To do
Convert the lines starting at the line containing "row: window frame" and ending at the line containing "Each instance of the window" into a numbered list, leaving out any blank lines.
## BEGIN Provided data
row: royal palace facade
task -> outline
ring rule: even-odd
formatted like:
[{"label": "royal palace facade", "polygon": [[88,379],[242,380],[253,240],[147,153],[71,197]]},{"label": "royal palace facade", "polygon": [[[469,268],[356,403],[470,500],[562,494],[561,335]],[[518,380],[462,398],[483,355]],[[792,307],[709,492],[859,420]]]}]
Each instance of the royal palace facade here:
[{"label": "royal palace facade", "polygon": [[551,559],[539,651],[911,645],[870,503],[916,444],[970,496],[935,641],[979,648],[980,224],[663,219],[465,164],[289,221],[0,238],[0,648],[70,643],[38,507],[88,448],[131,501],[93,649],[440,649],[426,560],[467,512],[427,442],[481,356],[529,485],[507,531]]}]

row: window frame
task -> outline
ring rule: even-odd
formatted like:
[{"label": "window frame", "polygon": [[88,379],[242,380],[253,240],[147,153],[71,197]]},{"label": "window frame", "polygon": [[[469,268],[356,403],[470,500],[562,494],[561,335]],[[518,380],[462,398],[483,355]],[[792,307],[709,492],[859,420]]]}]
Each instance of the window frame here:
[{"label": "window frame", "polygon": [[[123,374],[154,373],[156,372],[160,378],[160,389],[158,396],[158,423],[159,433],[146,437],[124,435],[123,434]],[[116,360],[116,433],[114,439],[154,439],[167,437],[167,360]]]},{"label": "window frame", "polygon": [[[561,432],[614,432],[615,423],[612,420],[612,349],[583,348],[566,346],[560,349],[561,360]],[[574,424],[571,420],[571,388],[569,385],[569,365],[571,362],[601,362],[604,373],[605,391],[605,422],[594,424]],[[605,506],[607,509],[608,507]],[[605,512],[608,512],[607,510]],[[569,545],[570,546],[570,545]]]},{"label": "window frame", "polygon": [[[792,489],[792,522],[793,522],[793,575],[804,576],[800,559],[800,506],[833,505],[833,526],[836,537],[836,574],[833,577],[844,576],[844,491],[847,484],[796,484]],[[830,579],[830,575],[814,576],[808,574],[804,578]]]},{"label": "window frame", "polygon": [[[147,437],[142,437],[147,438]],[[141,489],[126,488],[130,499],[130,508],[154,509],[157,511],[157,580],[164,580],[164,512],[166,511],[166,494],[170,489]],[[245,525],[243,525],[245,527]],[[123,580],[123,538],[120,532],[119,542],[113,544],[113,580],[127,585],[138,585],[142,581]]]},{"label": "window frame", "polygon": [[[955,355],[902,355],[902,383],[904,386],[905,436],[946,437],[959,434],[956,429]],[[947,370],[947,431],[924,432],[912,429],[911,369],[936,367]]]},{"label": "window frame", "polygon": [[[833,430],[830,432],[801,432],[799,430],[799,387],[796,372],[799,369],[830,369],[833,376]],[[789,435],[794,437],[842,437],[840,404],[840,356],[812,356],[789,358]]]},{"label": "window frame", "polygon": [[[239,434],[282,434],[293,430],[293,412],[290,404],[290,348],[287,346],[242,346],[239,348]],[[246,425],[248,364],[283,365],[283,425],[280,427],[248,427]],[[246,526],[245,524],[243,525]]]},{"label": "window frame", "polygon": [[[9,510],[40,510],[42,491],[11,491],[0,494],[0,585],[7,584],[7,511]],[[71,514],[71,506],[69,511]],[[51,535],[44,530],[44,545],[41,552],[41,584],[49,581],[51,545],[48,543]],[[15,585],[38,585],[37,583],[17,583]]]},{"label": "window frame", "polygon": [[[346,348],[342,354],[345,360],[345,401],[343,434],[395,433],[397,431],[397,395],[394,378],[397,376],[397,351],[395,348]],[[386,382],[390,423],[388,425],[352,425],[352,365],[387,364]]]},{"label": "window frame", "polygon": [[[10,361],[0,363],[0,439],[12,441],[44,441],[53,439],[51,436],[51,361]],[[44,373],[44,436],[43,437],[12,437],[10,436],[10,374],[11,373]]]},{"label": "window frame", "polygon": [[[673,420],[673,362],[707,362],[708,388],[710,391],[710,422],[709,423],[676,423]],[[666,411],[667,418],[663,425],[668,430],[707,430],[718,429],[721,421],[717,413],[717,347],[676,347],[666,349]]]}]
## END Provided data
The reply
1. row: window frame
2. task -> outline
3. ring rule: even-odd
4. formatted like:
5. [{"label": "window frame", "polygon": [[88,379],[242,380],[253,240],[147,153],[71,197]]},{"label": "window frame", "polygon": [[[469,268],[356,403],[470,500],[562,494],[561,335]],[[518,380],[462,398],[483,355]],[[792,307],[709,492],[859,420]]]}]
6. Each instance of the window frame here:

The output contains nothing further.